(Action item):
Report each line from the records where the string "plant" turns up.
======== Source records ========
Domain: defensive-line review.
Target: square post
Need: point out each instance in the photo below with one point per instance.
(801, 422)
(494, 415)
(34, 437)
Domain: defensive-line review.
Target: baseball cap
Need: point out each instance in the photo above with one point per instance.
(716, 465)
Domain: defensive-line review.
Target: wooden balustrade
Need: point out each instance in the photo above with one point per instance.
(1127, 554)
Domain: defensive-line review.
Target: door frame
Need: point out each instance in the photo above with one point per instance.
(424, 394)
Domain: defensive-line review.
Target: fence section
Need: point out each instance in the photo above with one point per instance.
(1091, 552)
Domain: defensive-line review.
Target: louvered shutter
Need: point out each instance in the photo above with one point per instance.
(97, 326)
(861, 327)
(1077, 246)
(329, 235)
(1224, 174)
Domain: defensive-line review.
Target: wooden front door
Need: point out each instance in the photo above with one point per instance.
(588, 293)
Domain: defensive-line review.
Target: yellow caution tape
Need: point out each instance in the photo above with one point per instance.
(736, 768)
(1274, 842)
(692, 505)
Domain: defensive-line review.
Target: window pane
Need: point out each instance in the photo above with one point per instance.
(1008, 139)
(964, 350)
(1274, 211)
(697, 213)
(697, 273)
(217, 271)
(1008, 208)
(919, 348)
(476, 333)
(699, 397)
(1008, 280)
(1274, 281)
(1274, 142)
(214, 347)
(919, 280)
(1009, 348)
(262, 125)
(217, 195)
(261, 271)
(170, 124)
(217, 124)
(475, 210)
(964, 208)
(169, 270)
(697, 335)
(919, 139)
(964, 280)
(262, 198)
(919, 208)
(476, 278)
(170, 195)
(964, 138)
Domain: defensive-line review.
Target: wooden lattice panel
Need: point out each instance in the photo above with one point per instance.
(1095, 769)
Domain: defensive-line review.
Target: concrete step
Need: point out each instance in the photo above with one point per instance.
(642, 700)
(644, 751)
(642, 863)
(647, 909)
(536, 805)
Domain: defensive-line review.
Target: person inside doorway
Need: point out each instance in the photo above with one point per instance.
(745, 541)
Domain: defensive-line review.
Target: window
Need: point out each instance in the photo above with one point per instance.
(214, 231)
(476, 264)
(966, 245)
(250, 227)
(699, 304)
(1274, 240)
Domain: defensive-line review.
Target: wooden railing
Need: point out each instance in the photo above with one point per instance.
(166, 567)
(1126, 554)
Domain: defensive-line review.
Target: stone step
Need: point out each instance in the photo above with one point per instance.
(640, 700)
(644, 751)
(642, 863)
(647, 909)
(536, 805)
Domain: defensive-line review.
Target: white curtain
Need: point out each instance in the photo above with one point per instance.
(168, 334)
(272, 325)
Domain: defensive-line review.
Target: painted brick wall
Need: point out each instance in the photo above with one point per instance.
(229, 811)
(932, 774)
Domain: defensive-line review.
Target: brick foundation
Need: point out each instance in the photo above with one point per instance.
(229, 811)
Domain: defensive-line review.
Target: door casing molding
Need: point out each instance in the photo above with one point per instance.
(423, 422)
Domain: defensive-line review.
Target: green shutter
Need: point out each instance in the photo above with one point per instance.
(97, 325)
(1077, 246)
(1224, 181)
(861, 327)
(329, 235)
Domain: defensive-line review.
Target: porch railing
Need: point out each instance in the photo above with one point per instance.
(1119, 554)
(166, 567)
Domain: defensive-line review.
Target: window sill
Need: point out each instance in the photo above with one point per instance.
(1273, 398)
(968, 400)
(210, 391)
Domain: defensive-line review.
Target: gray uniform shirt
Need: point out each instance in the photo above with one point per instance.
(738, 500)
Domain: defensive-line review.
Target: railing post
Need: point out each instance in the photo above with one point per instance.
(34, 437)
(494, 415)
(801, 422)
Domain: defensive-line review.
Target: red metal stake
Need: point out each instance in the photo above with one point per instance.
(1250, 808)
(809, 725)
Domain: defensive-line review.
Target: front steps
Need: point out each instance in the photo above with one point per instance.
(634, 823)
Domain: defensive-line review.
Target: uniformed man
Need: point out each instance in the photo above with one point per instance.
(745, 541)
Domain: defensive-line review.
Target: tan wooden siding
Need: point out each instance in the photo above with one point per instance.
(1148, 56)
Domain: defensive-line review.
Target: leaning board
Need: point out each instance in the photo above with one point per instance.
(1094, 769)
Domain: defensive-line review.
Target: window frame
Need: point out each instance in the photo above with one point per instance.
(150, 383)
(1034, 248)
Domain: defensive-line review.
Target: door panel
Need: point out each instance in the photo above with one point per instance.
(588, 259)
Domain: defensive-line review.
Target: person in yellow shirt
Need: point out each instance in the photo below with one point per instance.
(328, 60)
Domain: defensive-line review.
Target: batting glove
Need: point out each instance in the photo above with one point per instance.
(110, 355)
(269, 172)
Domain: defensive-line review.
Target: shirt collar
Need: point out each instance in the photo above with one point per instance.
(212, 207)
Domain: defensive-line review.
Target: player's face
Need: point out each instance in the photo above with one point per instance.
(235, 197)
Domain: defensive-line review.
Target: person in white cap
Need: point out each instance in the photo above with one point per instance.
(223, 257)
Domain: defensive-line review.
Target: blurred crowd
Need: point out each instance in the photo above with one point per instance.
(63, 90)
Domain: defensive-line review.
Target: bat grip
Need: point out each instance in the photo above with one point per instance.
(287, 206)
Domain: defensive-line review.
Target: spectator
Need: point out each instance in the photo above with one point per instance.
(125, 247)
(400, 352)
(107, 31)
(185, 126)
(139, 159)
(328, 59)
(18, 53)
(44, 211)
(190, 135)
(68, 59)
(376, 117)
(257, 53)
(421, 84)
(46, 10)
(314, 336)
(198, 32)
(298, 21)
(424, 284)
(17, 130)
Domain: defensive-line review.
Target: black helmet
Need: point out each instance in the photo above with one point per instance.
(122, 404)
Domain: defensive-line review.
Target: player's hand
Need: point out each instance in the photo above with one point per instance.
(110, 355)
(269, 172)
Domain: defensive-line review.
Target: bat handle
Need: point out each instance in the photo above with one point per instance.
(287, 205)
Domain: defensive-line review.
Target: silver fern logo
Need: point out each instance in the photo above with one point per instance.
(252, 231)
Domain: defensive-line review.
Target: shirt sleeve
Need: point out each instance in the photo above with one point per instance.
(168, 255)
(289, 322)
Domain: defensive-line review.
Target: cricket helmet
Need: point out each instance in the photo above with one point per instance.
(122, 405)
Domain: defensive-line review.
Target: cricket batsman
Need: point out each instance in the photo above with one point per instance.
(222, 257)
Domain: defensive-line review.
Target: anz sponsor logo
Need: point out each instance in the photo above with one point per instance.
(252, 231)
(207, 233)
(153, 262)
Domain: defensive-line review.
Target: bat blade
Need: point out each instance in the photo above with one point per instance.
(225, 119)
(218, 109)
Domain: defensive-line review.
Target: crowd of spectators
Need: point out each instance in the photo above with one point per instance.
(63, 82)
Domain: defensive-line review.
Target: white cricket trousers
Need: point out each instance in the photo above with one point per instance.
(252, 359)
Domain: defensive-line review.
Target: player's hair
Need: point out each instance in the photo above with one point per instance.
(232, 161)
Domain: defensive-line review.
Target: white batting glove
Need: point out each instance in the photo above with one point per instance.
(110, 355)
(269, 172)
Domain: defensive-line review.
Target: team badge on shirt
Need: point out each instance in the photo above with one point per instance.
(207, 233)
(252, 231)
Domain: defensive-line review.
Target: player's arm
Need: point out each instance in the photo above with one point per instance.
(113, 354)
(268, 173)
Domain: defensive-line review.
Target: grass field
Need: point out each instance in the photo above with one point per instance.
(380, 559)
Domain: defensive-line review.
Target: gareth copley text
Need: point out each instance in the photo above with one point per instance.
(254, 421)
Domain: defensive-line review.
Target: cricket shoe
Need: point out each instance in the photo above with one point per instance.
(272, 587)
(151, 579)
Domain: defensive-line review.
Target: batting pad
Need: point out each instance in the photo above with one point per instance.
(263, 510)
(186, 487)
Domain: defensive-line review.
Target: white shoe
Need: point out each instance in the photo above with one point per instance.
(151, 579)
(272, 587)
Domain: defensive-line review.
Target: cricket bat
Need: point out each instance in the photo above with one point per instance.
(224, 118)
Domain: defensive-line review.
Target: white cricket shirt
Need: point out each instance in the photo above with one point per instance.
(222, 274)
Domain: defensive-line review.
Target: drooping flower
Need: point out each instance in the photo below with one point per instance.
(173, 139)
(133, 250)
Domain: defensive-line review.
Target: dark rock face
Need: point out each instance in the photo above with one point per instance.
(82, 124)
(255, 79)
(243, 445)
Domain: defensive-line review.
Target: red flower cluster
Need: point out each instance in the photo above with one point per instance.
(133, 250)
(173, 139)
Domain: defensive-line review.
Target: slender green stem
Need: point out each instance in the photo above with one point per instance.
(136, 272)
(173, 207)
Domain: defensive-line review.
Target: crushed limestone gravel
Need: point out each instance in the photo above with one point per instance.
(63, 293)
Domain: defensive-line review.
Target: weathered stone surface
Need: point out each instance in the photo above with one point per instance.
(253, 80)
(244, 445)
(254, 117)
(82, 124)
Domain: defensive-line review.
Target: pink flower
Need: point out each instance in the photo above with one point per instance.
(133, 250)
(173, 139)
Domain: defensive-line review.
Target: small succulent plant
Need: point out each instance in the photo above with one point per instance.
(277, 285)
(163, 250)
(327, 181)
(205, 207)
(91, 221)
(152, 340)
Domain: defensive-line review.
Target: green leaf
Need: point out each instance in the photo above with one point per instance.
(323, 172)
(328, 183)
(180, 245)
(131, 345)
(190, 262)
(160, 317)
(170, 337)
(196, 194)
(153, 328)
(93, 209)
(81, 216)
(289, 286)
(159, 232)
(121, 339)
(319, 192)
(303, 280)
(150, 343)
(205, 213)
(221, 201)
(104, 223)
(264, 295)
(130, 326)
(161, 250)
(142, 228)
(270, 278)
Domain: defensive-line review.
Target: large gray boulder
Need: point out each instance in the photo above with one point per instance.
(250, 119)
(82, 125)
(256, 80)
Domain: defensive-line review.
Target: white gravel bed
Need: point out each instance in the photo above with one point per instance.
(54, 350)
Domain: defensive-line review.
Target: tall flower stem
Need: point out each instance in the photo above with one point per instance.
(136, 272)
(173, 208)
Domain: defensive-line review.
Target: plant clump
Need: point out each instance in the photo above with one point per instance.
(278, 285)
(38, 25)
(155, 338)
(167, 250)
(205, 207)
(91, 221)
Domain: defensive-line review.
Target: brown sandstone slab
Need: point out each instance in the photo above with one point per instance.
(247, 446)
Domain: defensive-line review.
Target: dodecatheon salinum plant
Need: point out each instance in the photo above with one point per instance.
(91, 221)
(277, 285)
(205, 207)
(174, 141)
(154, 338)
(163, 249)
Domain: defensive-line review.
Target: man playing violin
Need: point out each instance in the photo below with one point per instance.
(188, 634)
========
(Answer to the problem):
Target: small succulent plant
Target: plant clump
Target: dodecatheon salinum plant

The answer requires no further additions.